## start Data provided
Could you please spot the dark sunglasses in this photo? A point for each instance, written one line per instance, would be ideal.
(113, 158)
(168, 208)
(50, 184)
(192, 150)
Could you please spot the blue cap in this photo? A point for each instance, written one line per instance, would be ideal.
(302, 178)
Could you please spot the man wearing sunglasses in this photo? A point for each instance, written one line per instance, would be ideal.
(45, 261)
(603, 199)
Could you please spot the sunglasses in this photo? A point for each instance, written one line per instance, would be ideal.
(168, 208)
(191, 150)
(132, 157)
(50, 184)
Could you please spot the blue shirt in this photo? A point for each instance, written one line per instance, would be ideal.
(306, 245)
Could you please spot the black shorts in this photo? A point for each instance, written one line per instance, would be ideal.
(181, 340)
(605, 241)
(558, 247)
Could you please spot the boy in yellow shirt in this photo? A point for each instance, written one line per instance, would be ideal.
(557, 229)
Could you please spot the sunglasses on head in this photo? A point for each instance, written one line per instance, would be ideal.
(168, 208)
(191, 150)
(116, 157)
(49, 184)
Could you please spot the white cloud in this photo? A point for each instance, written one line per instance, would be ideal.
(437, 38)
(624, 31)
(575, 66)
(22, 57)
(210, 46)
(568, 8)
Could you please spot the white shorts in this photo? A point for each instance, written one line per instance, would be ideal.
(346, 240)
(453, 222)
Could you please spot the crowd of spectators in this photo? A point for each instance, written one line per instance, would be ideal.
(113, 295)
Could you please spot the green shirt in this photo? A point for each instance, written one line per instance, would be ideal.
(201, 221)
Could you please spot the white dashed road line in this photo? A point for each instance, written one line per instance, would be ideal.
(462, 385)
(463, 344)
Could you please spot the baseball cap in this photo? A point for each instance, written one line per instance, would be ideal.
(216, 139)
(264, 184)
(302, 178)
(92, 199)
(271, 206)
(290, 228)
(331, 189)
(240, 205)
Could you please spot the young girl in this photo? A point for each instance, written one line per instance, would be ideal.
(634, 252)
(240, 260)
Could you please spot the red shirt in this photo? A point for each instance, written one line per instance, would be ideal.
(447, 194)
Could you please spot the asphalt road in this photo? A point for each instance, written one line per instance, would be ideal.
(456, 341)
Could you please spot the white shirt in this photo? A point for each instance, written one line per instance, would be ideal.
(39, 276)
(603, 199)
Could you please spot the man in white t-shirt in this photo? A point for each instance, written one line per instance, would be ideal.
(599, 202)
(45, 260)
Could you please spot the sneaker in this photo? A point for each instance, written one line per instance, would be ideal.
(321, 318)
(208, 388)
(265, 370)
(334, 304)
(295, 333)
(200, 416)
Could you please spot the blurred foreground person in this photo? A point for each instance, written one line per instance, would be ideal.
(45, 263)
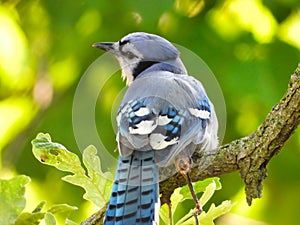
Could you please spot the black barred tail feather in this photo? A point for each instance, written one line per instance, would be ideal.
(135, 191)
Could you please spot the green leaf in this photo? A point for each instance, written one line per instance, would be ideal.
(97, 185)
(50, 219)
(70, 222)
(35, 217)
(208, 187)
(200, 186)
(61, 208)
(214, 212)
(39, 207)
(30, 218)
(12, 201)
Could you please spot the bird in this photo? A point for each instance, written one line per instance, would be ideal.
(164, 115)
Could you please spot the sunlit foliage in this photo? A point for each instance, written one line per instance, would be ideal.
(252, 46)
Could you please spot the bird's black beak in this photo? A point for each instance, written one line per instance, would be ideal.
(106, 46)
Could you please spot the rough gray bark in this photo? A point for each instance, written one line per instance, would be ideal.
(250, 155)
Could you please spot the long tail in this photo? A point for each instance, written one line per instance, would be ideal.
(135, 191)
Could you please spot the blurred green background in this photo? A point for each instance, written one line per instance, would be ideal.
(252, 46)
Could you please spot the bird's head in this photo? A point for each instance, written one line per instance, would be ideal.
(138, 51)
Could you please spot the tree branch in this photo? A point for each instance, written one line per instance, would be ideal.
(250, 155)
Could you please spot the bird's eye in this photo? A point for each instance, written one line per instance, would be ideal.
(130, 55)
(123, 42)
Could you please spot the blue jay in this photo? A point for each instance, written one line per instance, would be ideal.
(164, 115)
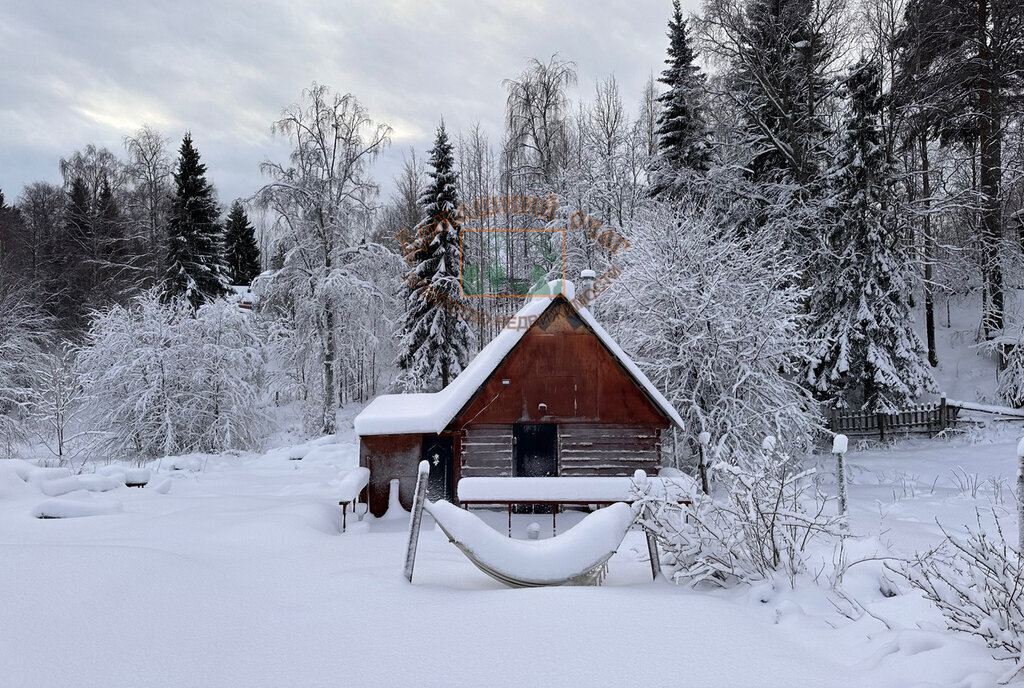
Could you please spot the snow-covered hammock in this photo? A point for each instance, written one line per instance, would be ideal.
(578, 556)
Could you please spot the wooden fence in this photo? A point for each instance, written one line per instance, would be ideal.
(926, 419)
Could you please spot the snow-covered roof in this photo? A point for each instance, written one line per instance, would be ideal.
(431, 413)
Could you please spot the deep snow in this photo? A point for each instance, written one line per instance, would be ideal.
(239, 575)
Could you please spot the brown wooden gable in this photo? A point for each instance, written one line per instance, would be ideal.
(566, 367)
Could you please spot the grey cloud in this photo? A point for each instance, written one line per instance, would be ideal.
(77, 73)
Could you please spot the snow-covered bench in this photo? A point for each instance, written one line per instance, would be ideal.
(349, 488)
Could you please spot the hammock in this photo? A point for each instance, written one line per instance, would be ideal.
(579, 556)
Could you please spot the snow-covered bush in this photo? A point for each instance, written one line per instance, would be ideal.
(712, 313)
(761, 522)
(1011, 377)
(167, 380)
(978, 585)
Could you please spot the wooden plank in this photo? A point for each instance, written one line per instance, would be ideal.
(416, 518)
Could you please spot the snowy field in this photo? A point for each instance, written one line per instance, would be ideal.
(232, 571)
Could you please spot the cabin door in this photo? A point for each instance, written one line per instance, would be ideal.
(438, 453)
(535, 449)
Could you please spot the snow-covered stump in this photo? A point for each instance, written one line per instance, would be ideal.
(1020, 497)
(137, 477)
(416, 517)
(840, 445)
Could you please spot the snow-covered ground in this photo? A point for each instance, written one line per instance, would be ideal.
(232, 571)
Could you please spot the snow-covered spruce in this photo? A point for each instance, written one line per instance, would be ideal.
(713, 317)
(435, 339)
(865, 352)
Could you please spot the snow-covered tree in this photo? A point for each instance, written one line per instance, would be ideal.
(760, 523)
(713, 317)
(333, 294)
(165, 379)
(23, 327)
(195, 261)
(435, 338)
(683, 135)
(241, 251)
(865, 351)
(58, 405)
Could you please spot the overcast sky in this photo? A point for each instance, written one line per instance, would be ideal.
(92, 72)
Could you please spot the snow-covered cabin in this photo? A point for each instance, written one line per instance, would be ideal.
(555, 397)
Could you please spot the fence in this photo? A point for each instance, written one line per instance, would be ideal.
(926, 419)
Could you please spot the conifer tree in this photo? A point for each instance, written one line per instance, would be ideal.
(435, 339)
(779, 80)
(241, 251)
(682, 127)
(195, 268)
(865, 351)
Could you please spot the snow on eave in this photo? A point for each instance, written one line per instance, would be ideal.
(431, 413)
(645, 384)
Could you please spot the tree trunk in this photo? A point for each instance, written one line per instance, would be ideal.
(990, 159)
(926, 192)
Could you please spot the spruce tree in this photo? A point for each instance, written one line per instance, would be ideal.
(682, 126)
(241, 251)
(435, 339)
(865, 351)
(195, 268)
(778, 81)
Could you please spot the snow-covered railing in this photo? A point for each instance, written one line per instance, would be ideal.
## end Data provided
*Job*. The records above must be transcribed exactly. Pictures are left out of the copy.

*Response to this task*.
Could you please spot the dark sunglasses in this photo? A point for each instance, written one line per instance, would be ideal.
(113, 158)
(168, 208)
(50, 184)
(192, 150)
Could you please spot the blue cap in this photo? A point for each instance, written one line per instance, would be ideal.
(302, 178)
Could you please spot the man wearing sunglasses in this photo? A point for each instance, written one line per instance, would be ideal.
(45, 261)
(603, 199)
Could you please spot the sunglasses in this photo? A point for each instance, written one line per instance, would be ideal.
(168, 208)
(191, 150)
(132, 157)
(50, 184)
Could you please spot the blue shirt in this photo? A point for each instance, written one line per instance, would be ideal.
(306, 245)
Could you please spot the black shorts in this photo? A point for each instance, written one line per instance, would be ideal.
(181, 340)
(605, 241)
(558, 247)
Could you please spot the boy in yellow shirt in this photo? A point for each instance, written one line per instance, would be ideal.
(557, 229)
Could you please spot the sunglasses on head in this photo? A point for each instance, written one line per instance, would be ideal.
(168, 208)
(191, 150)
(116, 157)
(49, 184)
Could you please spot the white cloud in this photo? A point for each instance, written one line per instance, would be ideal.
(437, 38)
(624, 31)
(575, 66)
(22, 57)
(210, 46)
(568, 8)
Could you please spot the white shorts in this photo? A point for each instance, written one line per instance, would be ideal.
(346, 240)
(453, 222)
Could you please spot the crowd of spectators in this photo? A point for each instance, written one line per instance, would be ideal.
(113, 295)
Could you please spot the green shirt in this photo? A point for each instance, written one line per instance, would be ideal.
(201, 221)
Could you please spot the white dashed road line in this photo? A point for each instance, written one line per instance, would be ideal.
(462, 385)
(463, 344)
Could you please spot the baseball cap in this photo? A point for each instance, written one line per instance, would be ideal.
(216, 139)
(264, 184)
(302, 178)
(92, 199)
(271, 206)
(290, 228)
(331, 189)
(240, 205)
Could you please spot the young girl in this photo? A point for each instance, written one line per instance, would be ideal.
(634, 252)
(240, 260)
Could you please spot the red shirt in this photo? A point for each instance, written one line per instance, would be ideal.
(447, 194)
Could you please spot the asphalt road in this photo? A point for each instance, written one line per instance, would be ideal.
(456, 341)
Could you please spot the white shirt in this photo? A point for each instance, written one line per instance, would be ideal.
(39, 276)
(603, 199)
Could you please spot the man in white t-shirt in this photo? A point for each instance, written one line per instance, would be ideal.
(599, 202)
(45, 260)
Could you please spot the sneaker in this photo? A point for each instance, written one line per instance, would be ideal.
(321, 318)
(208, 388)
(265, 370)
(334, 304)
(295, 333)
(200, 416)
Could you please spot the blurred foreground person in this photo? A point for each instance, written one line per instance, would be ideal.
(45, 263)
Could you please spot the black barred tail feather in this photo? A point for each instance, written one line per instance, would be ideal.
(135, 191)
Could you please spot the green leaf in this photo? A point for each instance, written one line per instance, would be ideal.
(97, 185)
(50, 219)
(70, 222)
(35, 217)
(208, 187)
(200, 186)
(61, 208)
(214, 212)
(39, 207)
(30, 218)
(12, 201)
Could you please spot the bird in this photo? A point for each instance, written one line per instance, would be ideal.
(164, 115)
Could you please spot the sunlit foliage in this photo? A point for each instance, written one line per instance, would be ideal.
(252, 46)
Could you please spot the bird's black beak in this photo? A point for each instance, written one line per instance, would be ideal.
(106, 46)
Could you please spot the rough gray bark in this photo? A point for each instance, written one line per instance, would be ideal.
(250, 155)
Could you please spot the long tail in this photo? A point for each instance, written one line per instance, would be ideal.
(135, 191)
Could you please spot the blurred green background in this photo? A point for each instance, written one line per instance, would be ideal.
(252, 46)
Could you please spot the bird's head in this photo? A point for each instance, written one line per instance, would be ideal.
(138, 51)
Could you please spot the tree branch in this photo? A point for each instance, written one line per instance, would be ideal.
(250, 155)
Could you please spot the bird's eye in this photo? A point for each instance, written one line per instance, would be ideal.
(130, 55)
(123, 42)
Could you please spot the blue jay in this photo? A point for each instance, written one line per instance, would be ideal.
(164, 115)
Could you please spot the snow-covered hammock in this photo? A point for each instance, written one line per instance, would be ideal.
(578, 556)
Could you please spot the wooden fence in this photo? A point for each instance, written one line per instance, would be ideal.
(926, 419)
Could you please spot the snow-covered roof in this photo? A point for each instance, written one line per instance, would be ideal.
(431, 413)
Could you please spot the deep snow in this photo? A point for each instance, written one line per instance, would be ideal.
(239, 575)
Could you please spot the brown wooden gable in this photo? A point for each instance, written one line per instance, would be ideal.
(566, 367)
Could you please spot the grey cloud in this photo? A point for each instance, written one line per instance, would be ideal.
(77, 73)
Could you please spot the snow-covered bench in this photo? A point for each instance, written one line per instance, would be ideal.
(349, 488)
Could you please spot the hammock in this photo? A point for each instance, written one line per instance, would be ideal.
(579, 556)
Could you please spot the snow-covered bush in this photo? A point for each instance, written one line per instance, would be ideal.
(712, 313)
(761, 522)
(1011, 377)
(167, 380)
(978, 585)
Could you please spot the wooden plank in this photo? A point for each instance, written one line per instance, would be ideal.
(416, 518)
Could you please spot the snowy field in this photo? A point for each instance, written one line per instance, would be ideal.
(232, 571)
Could you please spot the cabin door in this photo? A point for each instance, written one line per instance, would be ideal.
(438, 453)
(535, 449)
Could you please spot the snow-covered stump in this photo? A point for each instance, written one line per instance, would be ideal.
(1020, 497)
(137, 477)
(416, 517)
(840, 445)
Could you please spot the snow-covered ground in this photo? A point for each instance, written one line per instance, would be ideal.
(232, 571)
Could you please spot the snow-covered spruce in this photo? A point for each instance, written one line per instance, would be ideal.
(713, 317)
(435, 339)
(865, 352)
Could you please spot the snow-covered tree in this photo? A point for each instance, written one line per instance, would be ideal.
(760, 523)
(713, 317)
(333, 294)
(165, 379)
(23, 327)
(195, 261)
(435, 338)
(683, 135)
(241, 251)
(865, 351)
(58, 405)
Could you please spot the overcast sky in this photo? A point for each instance, written one line per instance, would be ideal.
(92, 72)
Could you please spot the snow-covered cabin in this photo? A point for each instance, written one line per instance, would be ideal.
(555, 397)
Could you please spot the fence in this photo? A point for each instance, written one line per instance, would be ideal.
(926, 419)
Could you please spot the conifer tree in this photo? A point for each instance, written one line per instance, would be ideal.
(435, 339)
(779, 80)
(241, 251)
(682, 127)
(195, 268)
(865, 351)
Could you please spot the snow on eave in this photo? A point for each instance, written one line per instance, would be ideal.
(431, 413)
(645, 384)
Could you please spot the tree trunk in this photo? A point for each instance, written one line per instance, would be ideal.
(990, 159)
(926, 192)
Could you please spot the spruce tree in this photo? A point for each instance, written one line per instance, would be ideal.
(682, 126)
(241, 251)
(435, 339)
(865, 351)
(195, 268)
(778, 81)
Could you please spot the snow-covered railing in this photo? A point for each instance, written one line per instance, would be ideal.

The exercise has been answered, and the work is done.